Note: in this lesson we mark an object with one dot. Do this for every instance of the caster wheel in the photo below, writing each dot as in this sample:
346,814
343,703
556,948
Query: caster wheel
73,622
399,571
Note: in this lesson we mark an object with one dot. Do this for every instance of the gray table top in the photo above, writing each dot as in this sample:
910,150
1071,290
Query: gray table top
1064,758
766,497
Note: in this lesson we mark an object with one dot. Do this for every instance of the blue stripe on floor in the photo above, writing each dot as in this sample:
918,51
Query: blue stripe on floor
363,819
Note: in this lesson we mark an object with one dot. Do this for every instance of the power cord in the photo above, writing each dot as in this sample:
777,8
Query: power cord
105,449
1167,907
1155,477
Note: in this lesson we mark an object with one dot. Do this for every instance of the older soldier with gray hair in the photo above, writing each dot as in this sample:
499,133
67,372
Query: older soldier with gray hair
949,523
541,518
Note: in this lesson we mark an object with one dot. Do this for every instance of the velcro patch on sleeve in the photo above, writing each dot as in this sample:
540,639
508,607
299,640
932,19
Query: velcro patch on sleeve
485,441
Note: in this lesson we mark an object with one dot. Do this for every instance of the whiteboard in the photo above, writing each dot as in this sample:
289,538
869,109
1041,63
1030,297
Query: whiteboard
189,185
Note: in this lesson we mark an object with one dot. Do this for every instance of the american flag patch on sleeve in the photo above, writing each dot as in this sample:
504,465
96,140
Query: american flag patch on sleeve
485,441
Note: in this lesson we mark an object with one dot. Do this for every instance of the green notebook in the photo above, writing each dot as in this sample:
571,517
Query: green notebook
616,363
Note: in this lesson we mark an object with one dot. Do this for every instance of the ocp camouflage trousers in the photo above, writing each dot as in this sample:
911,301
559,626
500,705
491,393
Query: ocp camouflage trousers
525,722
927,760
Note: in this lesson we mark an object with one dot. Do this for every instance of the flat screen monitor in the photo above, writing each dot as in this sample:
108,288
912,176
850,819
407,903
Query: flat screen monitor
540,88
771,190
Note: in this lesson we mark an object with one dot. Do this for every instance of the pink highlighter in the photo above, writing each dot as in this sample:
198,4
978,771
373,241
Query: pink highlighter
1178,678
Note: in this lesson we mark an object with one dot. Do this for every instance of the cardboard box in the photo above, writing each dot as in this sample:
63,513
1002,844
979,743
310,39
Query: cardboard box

━━━━

■ **TASK DETAILS**
Every line of the data above should be copied exactly.

■ **SOLUTION FOR THIS EXERCISE**
Note: in this lesson we mark an object with one dot. Do this for every instance of the caster wheel in the photo below, writing each dot as in this sample:
346,814
343,703
556,948
Query: caster wheel
73,622
399,571
Note: in this lesson we mark an object with one dot. Do this for every instance of the gray table top in the photo above, writing each dot as in this sample:
910,150
1071,290
Query: gray table top
1064,758
766,497
Note: in this lesson we mark an object with one dot. Do this for every instance of the blue stripe on floor in the photo above, writing each dot as in this sample:
918,51
Query: blue stripe on floor
363,819
Note: in this lesson we mark an object with one dot. Do this for every instance of the power cord in the photo above, writing each dot as in this sample:
777,8
Query: power cord
105,449
1167,907
1155,477
Note: in this lesson we mark an object with one dot. Do this for every instance of the older soldier with gray hair in the photo above, writing each dot as in this sample:
499,133
67,372
Query: older soldier with gray hair
949,523
541,518
Note: in this lesson we mark an object with one dot. Do this for every instance of the velcro patch on sleeve in the photo above, writing each dot as in this sample:
540,639
508,607
299,640
932,19
Query: velcro patch on sleeve
485,441
Note: in this lesson we mark an object with one dot. Do this for every instance of the whiteboard in the photo above, writing each dot as in this sample:
289,538
869,109
1041,63
1030,297
Query: whiteboard
189,185
Note: in this lesson we mark an object with one dot. Do this for every instance of the american flag patch on sleeve in the photo above, writing each dot as in this sample:
504,465
96,140
Query: american flag patch on sleeve
485,441
Note: in this lesson we mark an object with one dot. Do this for every instance of the green notebook in the photo above, writing each dot as in this sample:
571,517
Query: green notebook
616,363
Note: in this lesson we mark an object with one dot. Do this for every instance of the ocp camouflage trousers in the photo above, writing each dot as in this sample:
911,301
559,626
500,705
491,393
Query: ocp camouflage trousers
525,722
927,760
Note: in this lesson we mark an object with one dot. Do this for every instance of the flat screen monitor in the photo above, writing each dot as in this sample:
108,288
912,176
850,819
407,903
Query: flat screen monitor
540,88
771,190
Note: in this lesson we mark an object with one dot. Do this for every instance of the pink highlighter in the photo above, writing each dot as in this sample:
198,4
978,771
373,241
Query: pink highlighter
1178,678
Note: in this lesson we mark an object with one dot. Do this for every instance of the cardboard box in the photo above, writing each dot as in this sample:
63,513
1002,844
979,743
310,39
Query: cardboard box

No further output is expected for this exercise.